> Text segment:

The Colonial Theatre Tea Garden

The beauty spot of downtown Richmond was, in 1921, the Tea Garden of the brand-new Colonial Theatre. Herein, we recreate the essence of elegance, joy and hauteur that was once found in Virginia's first real picture palace. Bathtub gin is available at the top of the grand ramps.

Tuesday, August 02, 2005

Some of you may have observed, via the Sun or the Times-Dispatch (or possibly the Post, if that rag hasn’t been too busy wringing its hands over the plight of the snail darter or some similar idiocy) that Hecht’s is soon to fade into the afterglow. I’m preparing a pretty lengthy dissertation upon that bittersweet subject, so consider yourselves forewarned.

Tonight, however, I have lighter things in mind. Colder things, really.

On Sunday I visited with two friends who have lately embarked upon the journey of mutual housekeeping — those friends, in fact, whose poop I helped to move last week and whose furniture nearly caused me to sink into ’70s-topia. Having consolidated said poop into one apartment, we have been searching the city for a more permanent residence.

I hereby enlist all of you to beam good thoughts towards T. and A. (I never fail to remind them of the inherent scintillating possiblities of their initials) so that they’ll get the house we saw on Sunday. This place is the ultimate 1930’s Baltimore Happy House. It’s still a rowhouse, natch, but it’s one with a cute li’l front yard and a flagstone front porch and an arched front door that makes it look like Everyman’s Castle. Scoped through the windows were a fairly sizable living room and a dining room with a French door that opens onto a back porch, which proved to be just the right size for potential Teacher Happy Hours in the future. Like many Baltimore houses the front of the place is built up so that the basement opens at full ground level out back, and in this case it also houses a garage. This joint has great potential to jump.

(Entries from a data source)
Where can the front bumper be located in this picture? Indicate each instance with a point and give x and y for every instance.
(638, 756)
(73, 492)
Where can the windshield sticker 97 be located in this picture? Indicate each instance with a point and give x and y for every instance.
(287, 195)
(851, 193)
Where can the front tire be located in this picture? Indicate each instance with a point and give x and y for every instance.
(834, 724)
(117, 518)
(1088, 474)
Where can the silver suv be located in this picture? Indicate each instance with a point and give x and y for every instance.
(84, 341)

> Aim: Reproduce the passage of the Colonial Theatre Tea Garden post from "Tuesday, August 02, 2005" up to and including "Colder things, really.".

> Correct result:
Tuesday, August 02, 2005

Some of you may have observed, via the Sun or the Times-Dispatch (or possibly the Post, if that rag hasn’t been too busy wringing its hands over the plight of the snail darter or some similar idiocy) that Hecht’s is soon to fade into the afterglow. I’m preparing a pretty lengthy dissertation upon that bittersweet subject, so consider yourselves forewarned.

Tonight, however, I have lighter things in mind. Colder things, really.